## Work instructions:
The entries below are to be written out exactly, with no images included.

## Task material:
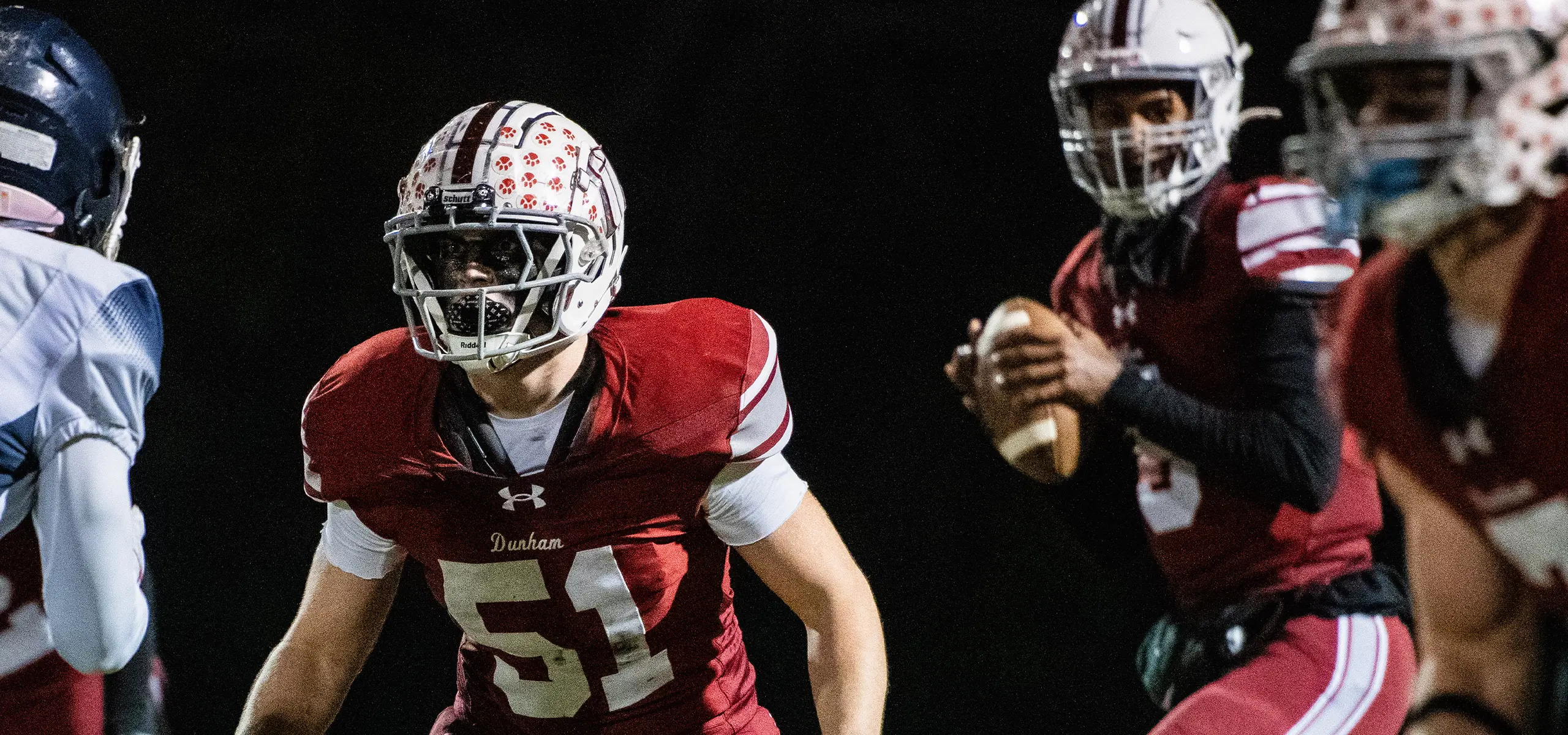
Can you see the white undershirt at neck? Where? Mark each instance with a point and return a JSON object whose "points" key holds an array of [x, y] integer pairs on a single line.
{"points": [[1474, 341], [530, 439]]}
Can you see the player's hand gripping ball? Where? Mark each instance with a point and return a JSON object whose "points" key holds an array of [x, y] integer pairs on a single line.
{"points": [[1042, 439]]}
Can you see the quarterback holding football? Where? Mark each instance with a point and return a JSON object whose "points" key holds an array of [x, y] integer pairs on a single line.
{"points": [[570, 477], [1188, 320], [1440, 126]]}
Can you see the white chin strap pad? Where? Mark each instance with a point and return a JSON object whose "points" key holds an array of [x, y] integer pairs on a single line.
{"points": [[21, 204]]}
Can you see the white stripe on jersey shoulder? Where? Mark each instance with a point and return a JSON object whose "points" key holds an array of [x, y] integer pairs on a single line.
{"points": [[1360, 665], [767, 366], [1278, 220], [1270, 192]]}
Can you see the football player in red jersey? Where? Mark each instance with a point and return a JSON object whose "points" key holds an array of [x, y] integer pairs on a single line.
{"points": [[570, 477], [1192, 325], [1440, 127]]}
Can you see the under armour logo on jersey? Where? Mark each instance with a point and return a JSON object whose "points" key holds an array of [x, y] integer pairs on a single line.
{"points": [[1125, 314], [511, 500], [1473, 442]]}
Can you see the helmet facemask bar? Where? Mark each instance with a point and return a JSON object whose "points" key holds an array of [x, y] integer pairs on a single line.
{"points": [[576, 254], [1147, 173]]}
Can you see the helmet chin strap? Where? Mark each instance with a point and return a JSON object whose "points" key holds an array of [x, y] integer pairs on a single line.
{"points": [[129, 162]]}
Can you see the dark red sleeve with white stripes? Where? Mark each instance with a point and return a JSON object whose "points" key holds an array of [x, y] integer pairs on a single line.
{"points": [[1280, 239], [766, 422]]}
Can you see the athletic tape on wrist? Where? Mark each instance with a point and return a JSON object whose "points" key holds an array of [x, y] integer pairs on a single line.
{"points": [[1028, 438]]}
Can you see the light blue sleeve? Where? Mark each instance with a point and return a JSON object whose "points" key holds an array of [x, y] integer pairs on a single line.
{"points": [[104, 386]]}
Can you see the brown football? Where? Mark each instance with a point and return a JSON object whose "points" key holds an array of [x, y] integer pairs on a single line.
{"points": [[1042, 442]]}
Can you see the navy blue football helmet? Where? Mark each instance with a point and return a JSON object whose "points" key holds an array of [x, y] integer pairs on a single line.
{"points": [[66, 156]]}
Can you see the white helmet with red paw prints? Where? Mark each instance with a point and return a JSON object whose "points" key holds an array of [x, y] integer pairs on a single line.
{"points": [[516, 170], [1531, 149], [1432, 159]]}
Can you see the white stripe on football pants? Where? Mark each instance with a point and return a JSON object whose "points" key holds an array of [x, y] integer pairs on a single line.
{"points": [[1359, 677]]}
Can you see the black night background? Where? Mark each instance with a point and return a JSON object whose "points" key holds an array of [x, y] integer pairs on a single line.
{"points": [[864, 175]]}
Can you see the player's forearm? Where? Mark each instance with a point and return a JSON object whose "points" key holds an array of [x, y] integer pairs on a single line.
{"points": [[849, 666], [1496, 668], [297, 693], [90, 546]]}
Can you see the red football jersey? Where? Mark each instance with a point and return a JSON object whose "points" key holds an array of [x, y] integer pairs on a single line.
{"points": [[593, 596], [1211, 538], [40, 693], [1499, 458]]}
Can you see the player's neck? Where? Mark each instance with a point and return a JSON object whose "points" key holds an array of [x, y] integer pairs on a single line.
{"points": [[1480, 271], [532, 385]]}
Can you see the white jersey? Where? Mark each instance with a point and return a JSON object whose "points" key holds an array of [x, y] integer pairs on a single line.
{"points": [[80, 342]]}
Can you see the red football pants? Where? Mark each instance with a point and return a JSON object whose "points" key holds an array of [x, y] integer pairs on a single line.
{"points": [[1349, 676], [51, 698]]}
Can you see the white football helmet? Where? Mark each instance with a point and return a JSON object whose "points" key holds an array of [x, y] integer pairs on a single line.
{"points": [[1181, 41], [1409, 181], [522, 170]]}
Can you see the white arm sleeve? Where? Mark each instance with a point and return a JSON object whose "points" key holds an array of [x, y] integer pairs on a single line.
{"points": [[90, 545], [353, 548], [750, 500], [104, 386]]}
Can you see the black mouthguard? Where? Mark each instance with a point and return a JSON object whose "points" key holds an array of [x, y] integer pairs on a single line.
{"points": [[463, 315]]}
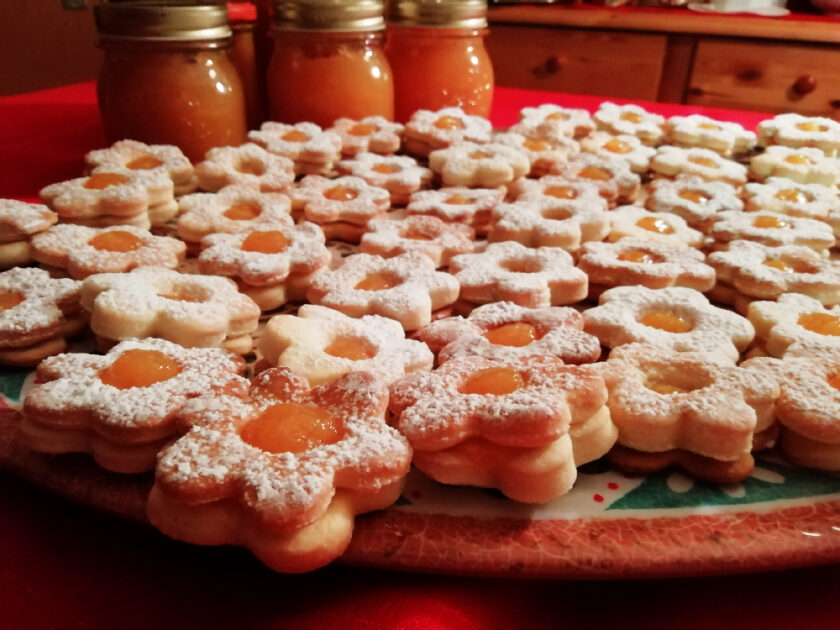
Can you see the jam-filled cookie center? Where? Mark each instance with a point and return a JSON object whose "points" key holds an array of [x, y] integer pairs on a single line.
{"points": [[139, 368], [292, 428]]}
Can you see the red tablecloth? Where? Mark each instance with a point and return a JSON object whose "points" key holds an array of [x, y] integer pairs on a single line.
{"points": [[66, 566]]}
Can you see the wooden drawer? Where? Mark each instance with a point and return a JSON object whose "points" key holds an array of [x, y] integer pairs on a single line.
{"points": [[766, 76], [604, 63]]}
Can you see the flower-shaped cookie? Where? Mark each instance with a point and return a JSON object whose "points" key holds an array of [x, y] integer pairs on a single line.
{"points": [[545, 276], [424, 234], [189, 309], [398, 174], [405, 288], [651, 264], [488, 423], [372, 134], [246, 165], [672, 161], [696, 130], [321, 344], [630, 120], [676, 317], [83, 251], [804, 165], [504, 331], [121, 407], [283, 473], [692, 198], [663, 400], [479, 165]]}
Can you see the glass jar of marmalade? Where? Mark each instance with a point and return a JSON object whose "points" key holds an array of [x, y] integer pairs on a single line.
{"points": [[328, 62], [437, 54], [166, 77]]}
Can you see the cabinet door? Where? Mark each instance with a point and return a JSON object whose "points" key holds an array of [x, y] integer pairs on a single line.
{"points": [[604, 63], [772, 77]]}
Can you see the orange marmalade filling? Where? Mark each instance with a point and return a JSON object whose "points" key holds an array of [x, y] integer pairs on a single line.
{"points": [[116, 241], [267, 242], [821, 323], [292, 428], [341, 193], [104, 180], [139, 368], [667, 321], [516, 334], [353, 348], [495, 381], [377, 281], [10, 299], [144, 162], [654, 224], [243, 211]]}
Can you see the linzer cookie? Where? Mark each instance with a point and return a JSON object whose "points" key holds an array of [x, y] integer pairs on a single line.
{"points": [[322, 344], [120, 408], [188, 309], [82, 251], [37, 313], [688, 409], [676, 317], [504, 331], [282, 473], [19, 221], [405, 288]]}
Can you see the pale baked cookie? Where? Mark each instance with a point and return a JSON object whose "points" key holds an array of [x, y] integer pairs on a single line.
{"points": [[245, 165], [474, 165], [671, 161], [630, 120], [188, 309], [427, 131], [696, 130], [795, 130], [627, 148], [82, 251], [676, 317], [612, 176], [372, 134], [18, 222], [555, 120], [652, 264], [121, 408], [662, 227], [405, 288], [472, 206], [692, 198], [689, 409], [545, 276], [424, 234], [400, 175], [282, 473], [322, 344], [138, 156], [313, 150], [504, 331], [37, 313], [804, 165], [770, 228], [272, 265]]}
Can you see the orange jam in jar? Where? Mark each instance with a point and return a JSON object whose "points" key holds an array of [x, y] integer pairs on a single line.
{"points": [[436, 49], [328, 62], [166, 77]]}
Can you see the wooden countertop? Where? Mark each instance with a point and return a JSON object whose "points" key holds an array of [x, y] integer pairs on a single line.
{"points": [[799, 27]]}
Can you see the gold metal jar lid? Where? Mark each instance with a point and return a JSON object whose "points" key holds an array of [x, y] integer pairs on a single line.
{"points": [[329, 15], [162, 21], [438, 13]]}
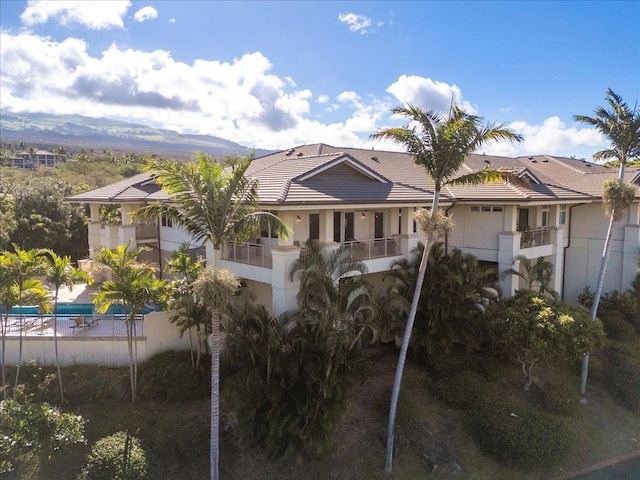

## Your response:
Can you see the white undershirt at neck? Where? Mark each instance with a point and return a JSON object whose "points" key holds an array of [x, y] integer pairs on a single line.
{"points": [[1474, 341], [530, 439]]}
Can you see the player's hand gripping ball? Where? Mark each instance with a point and return a JSON object whose "points" key holds an array of [x, y] integer pairs on a single line.
{"points": [[1042, 439]]}
Can you see the quarterback holding football? Where? Mark each instance with a point and return a JSON object whose "points" key holds an array of [x, y] integer pairs on a single line.
{"points": [[570, 477], [1188, 320], [1440, 126]]}
Can you see the white chin strap pad? Where? Mark each instance with a point and return a JSON object whose "points" key holds an array of [x, y] integer pairs on a single line.
{"points": [[21, 204]]}
Can you see the white stripe on jersey shoulder? Where? Mark each instance with a point and return a JSON object whose "points" key holds an array of [x, y] integer pairs on a single line.
{"points": [[1360, 665], [767, 366], [1278, 220], [1270, 192]]}
Can you see the football player in red jersey? Where? Mark each instance with a point and return a JSON object whose "points" key holds an array of [x, y] integer pairs on a single line.
{"points": [[570, 477], [1192, 325], [1440, 127]]}
Can you see the under armour logo on jersey? Where? Mark each instance with a point and return a JSON object whose "points" key holds an array of [x, y] integer pairs on a single line.
{"points": [[1125, 314], [511, 500], [1473, 442]]}
Can you see the helmet facemask bar? Where? Mark each instance with a point and return a JSON object whose "points" key holds an array of [x, y] integer pairs on a single line.
{"points": [[576, 254], [1147, 173]]}
Can you see the helmet chin strap? Where? Mark each instance with a point and return a JSON object whose "points" key holds an array of [x, y] integer pairs on a single line.
{"points": [[129, 162]]}
Can you see the dark red sleeve with white stripes? Where? Mark each instance with a point and return a JSON object whose "points" key holds an array of [x, y] integer pairs on a single line.
{"points": [[1280, 239], [766, 422]]}
Can you see the athletic tape on wrist? Where? Mark each instance with a point and return a JSON object whose "points" key holds an array of [x, y] integer pairs on a single line.
{"points": [[1028, 438]]}
Can you see the light blue sleeve? Where? Mark each instance with a point and return a JSON object whose "points" key holds an array of [x, y] integer pairs on a single line.
{"points": [[104, 386]]}
Can you see the brown football? Where? Mark each instance with a point and return a JSON object whose "points" key holds an array of [x, y] integer pairs on a single line.
{"points": [[1042, 442]]}
Can you see the navy blue football helmet? Where? Mark each instance with a point and return a JSON object whose "points" key holds an array of [x, y] integer pairs on a single line.
{"points": [[66, 156]]}
Can you see the white helmet with red paw prints? Where? Mark each instance with a point and return a JSON object whose "points" key holds an array of [x, y] integer pairs on a single line.
{"points": [[516, 170], [1531, 149], [1432, 159]]}
Can you see the white stripe on football pants? Where? Mark each instance with a point and return a JSON object whose "points" key holds an array of [x, y] integer pairs on a single line.
{"points": [[1359, 677]]}
Can you see the black night background? Where? Mark each instance with a point and return a JSON object whose "points" key holds an array of [x, y] integer pairs on a single line.
{"points": [[864, 175]]}
Can you see the player's forearm? Where? Mark each instance with a point and return a JSON object whose "points" key holds an array of [x, y] integer pairs on a single line.
{"points": [[849, 666], [1496, 668], [297, 693], [90, 546]]}
Can you see the red football jersey? Where? Mark each instance with a point and return a JSON object whose "points" key holds an array of [x, y] integer pairs on a single line.
{"points": [[593, 596], [1211, 538], [40, 693], [1499, 458]]}
Can you see the player's neck? Where? Mark each instance with a point and return a JSON object whose "points" key holds an array of [x, y] integer pairs on a single line.
{"points": [[1480, 271], [532, 385]]}
Can you see the white jersey? Where? Mark each instance with a point and return a JSON object whose "points" key holds an array of [x, y] integer pairs on a single line.
{"points": [[80, 342]]}
Can you see the red football pants? Where? Mark each instance with a point and return a JSON object whose "points" key holds an array of [x, y] integer pairs on a single line.
{"points": [[1349, 676], [51, 698]]}
Can you see the white football helmet? Where? Mark each instance with a point and return a JSON object whose "points" key holds an array of [x, y] integer pairs on a single line.
{"points": [[1181, 41], [1409, 181], [522, 170]]}
Can you see the white arm sleeve? Where? Mark each instance with a point and return a JSON object whose "points" key holds an array of [x, y] integer pairs on a single line.
{"points": [[90, 545], [353, 548], [750, 500], [104, 386]]}
Can you see the black mouthguard? Where? Mark each instance with a point and return a JSON object whose "points" key holds an array of [x, y] integer pairs on a single line.
{"points": [[463, 315]]}
Can you see the jam-filled cookie center? Where? Mark each instance with a point and return a JSON object whose "points" key holds an array of [x, y] integer pairs on a single line.
{"points": [[139, 368], [292, 428]]}
Can you see the red tablecloth? Where? Mark each instance with a point and return a JSON object whose "points" key holds an array of [x, y] integer pairs on a single line.
{"points": [[66, 566]]}
Can you see the wooden drawer? Where? Mark each instance with a point and return a JSON object whose "points" key holds an array of [x, y] integer pairs on a single line.
{"points": [[766, 76], [604, 63]]}
Can you see the flower-shaped cookie? Where? Mark each instance with a point and return a JSON object whose "points" key holds an array of [x, y] integer pairs on a single line.
{"points": [[545, 276], [424, 234], [189, 309], [398, 174], [405, 288], [651, 264], [488, 423], [372, 134], [246, 165], [672, 161], [696, 130], [321, 344], [630, 120], [676, 317], [83, 251], [804, 165], [504, 331], [121, 407], [283, 473], [692, 198], [663, 400], [479, 165]]}
Can you see the glass jar of marmalade? Where? Mark each instance with a point and return a JSON object whose "points" key holds an array of [x, y] integer pairs on a single line.
{"points": [[328, 62], [437, 54], [166, 77]]}
Can you see the cabinet door? Where? Mark each instance with a point and return a JSON object whose "points" key holds an array of [x, y] integer pairs on a single line.
{"points": [[604, 63], [772, 77]]}
Can you see the orange marmalade filling? Where? Mark each instance with a point and return a JSON object whose "points" key holds an array of [x, y] integer pairs on a single line.
{"points": [[116, 241], [267, 242], [821, 323], [292, 428], [341, 193], [104, 180], [139, 368], [667, 321], [516, 334], [353, 348], [495, 381], [377, 281], [10, 299], [144, 162], [654, 224], [243, 211]]}
Can you see the linzer cookie? Where? Mark each instance with a point and return a JSON object whose "points" key holds an array of [x, y] integer pairs on a single line.
{"points": [[322, 344], [120, 408], [188, 309], [82, 251], [37, 313], [688, 409], [676, 317], [504, 331], [282, 473], [19, 221], [405, 288]]}
Can you see the pale baked cookie? Where? Mark each instance with a point and return a JSON object whose "points" key holds an array of [x, y] integer pairs on a single line.
{"points": [[245, 165], [474, 165], [671, 161], [630, 120], [188, 309], [427, 131], [696, 130], [795, 130], [627, 148], [82, 251], [676, 317], [612, 176], [372, 134], [18, 222], [555, 120], [652, 264], [121, 408], [662, 227], [405, 288], [472, 206], [692, 198], [689, 409], [545, 276], [424, 234], [400, 175], [282, 473], [322, 344], [138, 156], [313, 150], [504, 331], [37, 313], [804, 165], [770, 228], [272, 265]]}
Can you see the orange jam in jar? Where? Mark each instance with a point and return a JSON object whose "points" key holds an array of [x, y] integer pairs on a single line.
{"points": [[436, 49], [328, 62], [166, 77]]}
Can you see the wooden countertop? Where? Mark each instance with a point and return a JSON object whose "points" key holds an array of [x, y] integer pairs on a single line.
{"points": [[799, 27]]}
Can you see the gold metal jar lid? Where? Mark each instance with a point and return a JSON object whose "points" key holds an array of [x, y] integer pairs on a single line.
{"points": [[329, 15], [162, 21], [438, 13]]}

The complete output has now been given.